WRITTEN INSTRUCTION: Copy the rows from the line containing "In the photograph above, where can the worker" down through the final row, replacing "gravel ground" with "gravel surface" and leaving everything else unchanged.
|---|
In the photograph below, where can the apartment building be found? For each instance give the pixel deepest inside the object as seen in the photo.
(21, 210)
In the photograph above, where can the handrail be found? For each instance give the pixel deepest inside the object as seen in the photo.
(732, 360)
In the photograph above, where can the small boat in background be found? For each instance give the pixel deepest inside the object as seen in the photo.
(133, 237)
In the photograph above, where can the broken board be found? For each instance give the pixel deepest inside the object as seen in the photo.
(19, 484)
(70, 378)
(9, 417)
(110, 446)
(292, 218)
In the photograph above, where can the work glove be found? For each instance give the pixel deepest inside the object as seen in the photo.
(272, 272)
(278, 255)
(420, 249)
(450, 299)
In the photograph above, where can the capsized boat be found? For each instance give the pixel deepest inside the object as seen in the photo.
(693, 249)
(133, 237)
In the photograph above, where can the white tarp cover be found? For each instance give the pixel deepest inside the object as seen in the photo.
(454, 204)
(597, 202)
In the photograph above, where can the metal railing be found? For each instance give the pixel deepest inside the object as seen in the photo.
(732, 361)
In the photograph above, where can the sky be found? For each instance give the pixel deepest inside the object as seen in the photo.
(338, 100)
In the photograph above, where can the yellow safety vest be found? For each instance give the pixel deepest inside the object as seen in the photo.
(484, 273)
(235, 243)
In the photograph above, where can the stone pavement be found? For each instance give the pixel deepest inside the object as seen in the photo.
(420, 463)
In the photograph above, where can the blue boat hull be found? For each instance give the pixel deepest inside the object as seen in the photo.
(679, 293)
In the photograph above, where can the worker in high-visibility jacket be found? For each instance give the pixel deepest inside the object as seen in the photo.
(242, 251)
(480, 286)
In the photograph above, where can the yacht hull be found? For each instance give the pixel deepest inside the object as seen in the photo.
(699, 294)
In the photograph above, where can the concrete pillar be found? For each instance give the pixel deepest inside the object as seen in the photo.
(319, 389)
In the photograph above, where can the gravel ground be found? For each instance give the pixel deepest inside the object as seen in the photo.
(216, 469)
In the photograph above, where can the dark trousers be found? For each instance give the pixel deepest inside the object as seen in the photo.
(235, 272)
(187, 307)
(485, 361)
|---|
FULL SOLUTION:
In the photograph above, where can the worker in high-visibility jacket be found? For each instance give the pixel deepest inside the object as seen in the photo.
(242, 251)
(480, 286)
In the photograph above, where can the yacht hull be found? For each instance give the pixel deepest inside the object as seen in the photo.
(699, 294)
In the photograph above, where can the concrete pillar be found? For each instance give the pixel deepest inside the object as seen in the photo.
(319, 389)
In the photograph above, where can the gravel surface be found? For each instance give the pixel deepest inside the object as seen in the photo.
(216, 469)
In the photograph above, where can the dark trousers be found? For each instance give the pixel deepest inside the object as seen in the photo.
(235, 272)
(187, 307)
(485, 361)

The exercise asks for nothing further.